▶ _Aim of the task_
Rewrite the entries below with every occurrence of "dirt ground" changed to "muddy soil". Leave everything else as it is.

_ _ _ _ _

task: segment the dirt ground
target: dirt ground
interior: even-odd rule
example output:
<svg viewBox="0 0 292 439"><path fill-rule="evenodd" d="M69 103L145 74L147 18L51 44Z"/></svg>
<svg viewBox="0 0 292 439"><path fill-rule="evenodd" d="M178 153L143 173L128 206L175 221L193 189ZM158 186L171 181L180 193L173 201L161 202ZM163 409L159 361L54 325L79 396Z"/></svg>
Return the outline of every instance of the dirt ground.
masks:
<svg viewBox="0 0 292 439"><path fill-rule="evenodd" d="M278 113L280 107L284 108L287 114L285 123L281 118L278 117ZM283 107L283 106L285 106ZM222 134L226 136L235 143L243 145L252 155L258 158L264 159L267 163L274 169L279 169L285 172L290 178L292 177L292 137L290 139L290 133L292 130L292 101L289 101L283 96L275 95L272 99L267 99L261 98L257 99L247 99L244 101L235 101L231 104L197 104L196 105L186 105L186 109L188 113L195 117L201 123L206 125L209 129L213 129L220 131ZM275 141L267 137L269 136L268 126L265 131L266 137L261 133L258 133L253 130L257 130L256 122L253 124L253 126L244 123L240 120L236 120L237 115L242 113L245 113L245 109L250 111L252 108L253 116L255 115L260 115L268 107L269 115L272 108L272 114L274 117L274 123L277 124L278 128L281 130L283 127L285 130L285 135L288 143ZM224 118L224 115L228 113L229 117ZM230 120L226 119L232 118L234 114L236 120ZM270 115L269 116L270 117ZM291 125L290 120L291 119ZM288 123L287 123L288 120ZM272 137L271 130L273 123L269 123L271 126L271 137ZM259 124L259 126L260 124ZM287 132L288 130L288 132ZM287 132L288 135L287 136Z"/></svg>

_ _ _ _ _

▶ _Written response_
task: segment the muddy soil
target: muddy soil
interior: even-odd rule
example output:
<svg viewBox="0 0 292 439"><path fill-rule="evenodd" d="M69 103L145 74L147 18L51 44Z"/></svg>
<svg viewBox="0 0 292 439"><path fill-rule="evenodd" d="M178 153L143 173L128 206L175 221L193 189ZM158 186L171 181L180 193L173 201L161 202ZM163 409L159 361L54 325L79 396Z"/></svg>
Return the outline of every instance of the muddy soil.
masks:
<svg viewBox="0 0 292 439"><path fill-rule="evenodd" d="M278 113L280 107L284 108L287 114L285 123L281 118L278 117ZM283 107L283 106L285 106ZM222 134L226 136L235 143L243 145L252 155L258 158L264 159L267 163L274 169L279 169L285 172L290 178L292 177L292 137L290 139L290 133L292 130L292 101L289 101L283 96L275 95L272 99L267 99L261 98L257 99L247 99L244 101L235 101L231 104L197 104L196 105L186 105L186 109L188 113L195 117L201 123L206 125L209 129L213 129L220 131ZM275 141L267 137L269 136L268 126L265 131L266 137L261 133L258 133L253 130L257 130L256 122L253 124L253 126L244 123L240 120L236 120L237 115L242 113L245 113L245 109L250 111L252 108L253 116L255 115L260 115L268 107L269 115L272 108L272 114L274 117L274 123L277 124L278 128L281 130L283 127L285 130L285 135L288 143ZM224 118L224 115L228 113L229 117ZM230 120L226 119L232 118L234 114L236 120ZM270 115L269 116L270 117ZM291 125L290 120L291 119ZM288 123L287 123L288 120ZM272 137L271 130L273 123L269 123L271 126L271 137ZM259 124L259 126L260 124ZM287 132L288 130L288 132ZM287 132L288 135L287 136Z"/></svg>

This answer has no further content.